→ **DATA FOR PROCESSING**:
··········

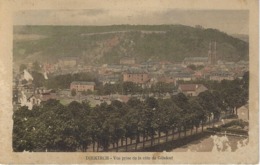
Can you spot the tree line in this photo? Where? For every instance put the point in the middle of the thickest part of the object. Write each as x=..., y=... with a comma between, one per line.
x=77, y=126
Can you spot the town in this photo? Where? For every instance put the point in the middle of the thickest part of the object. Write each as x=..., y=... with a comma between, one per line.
x=69, y=79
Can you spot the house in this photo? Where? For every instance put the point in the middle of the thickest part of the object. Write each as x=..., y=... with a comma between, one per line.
x=195, y=61
x=51, y=94
x=81, y=86
x=67, y=62
x=135, y=76
x=192, y=89
x=219, y=76
x=34, y=100
x=127, y=61
x=184, y=76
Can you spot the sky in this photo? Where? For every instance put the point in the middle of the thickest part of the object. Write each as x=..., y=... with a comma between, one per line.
x=228, y=21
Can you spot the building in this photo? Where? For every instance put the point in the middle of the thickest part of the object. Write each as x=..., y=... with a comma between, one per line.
x=219, y=76
x=127, y=61
x=195, y=61
x=67, y=62
x=212, y=53
x=81, y=86
x=135, y=76
x=192, y=89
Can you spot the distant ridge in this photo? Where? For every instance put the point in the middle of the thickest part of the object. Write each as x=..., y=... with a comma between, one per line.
x=108, y=44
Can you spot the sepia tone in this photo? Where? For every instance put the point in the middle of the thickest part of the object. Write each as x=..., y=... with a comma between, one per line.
x=158, y=84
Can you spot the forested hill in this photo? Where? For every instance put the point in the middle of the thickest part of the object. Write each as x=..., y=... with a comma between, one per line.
x=107, y=44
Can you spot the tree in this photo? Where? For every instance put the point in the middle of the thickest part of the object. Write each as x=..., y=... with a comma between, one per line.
x=73, y=92
x=38, y=79
x=36, y=66
x=22, y=67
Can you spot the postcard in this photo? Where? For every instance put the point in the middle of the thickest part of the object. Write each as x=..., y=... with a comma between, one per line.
x=129, y=82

··········

→ **WHAT IS EXPECTED**: Although the records contain pictures, return only their text, exactly as written.

→ **SOLUTION**:
Can you spot the tree line in this photo? Where? For every instance put the point in the middle of the thickest part of the object. Write each as x=..., y=... with a comma between, one per line.
x=77, y=126
Can you spot the town in this photo? Where? For every instance put the point in the middle of the thickest part of the object. Write each as x=..., y=... with a comma between, one per line.
x=69, y=79
Can you spot the house in this photo? Where? For every instance put the point in the middle of the thickest part of the object. Write each as x=..., y=... with a comma between, one per line.
x=195, y=61
x=51, y=94
x=81, y=86
x=67, y=62
x=135, y=76
x=192, y=89
x=219, y=76
x=34, y=100
x=127, y=61
x=184, y=76
Can you spot the sky in this photo? Where? For every instance put the point in the middle of the thickest part of the object. Write each as x=..., y=... with a comma between, one per line.
x=228, y=21
Can you spot the building in this photo? Where? For every instance put the point in the middle of the thickest part of the object. Write each as x=..., y=... with a comma between, one per line.
x=219, y=76
x=127, y=61
x=195, y=61
x=67, y=62
x=212, y=53
x=81, y=86
x=135, y=76
x=192, y=89
Can you spot the distant ridge in this photo? Where? For every instance put the point in the middle of the thickest part of the object. Write each as x=..., y=... with a comma between, one per line.
x=108, y=44
Can you spot the sepia tone in this photo? Where? For every instance put the point in the middle of the thickest part of the object. Write each as x=..., y=... with a comma between, one per line.
x=158, y=84
Can you spot the forested hill in this photo? Where? For every instance put the point in the middle of the thickest part of the object. Write each as x=..., y=... with a comma between, one per line.
x=107, y=44
Can you spot the tree in this photo? Where? For every instance put the point in the middle of the thickest part of the object. Write each as x=..., y=... with a comma between, one per line.
x=73, y=92
x=38, y=79
x=36, y=66
x=22, y=67
Can you spot the postcard in this photo? Where? For every instance put the point in the middle of the thickest part of the object. Write each as x=..., y=... with a comma between, one per line.
x=129, y=82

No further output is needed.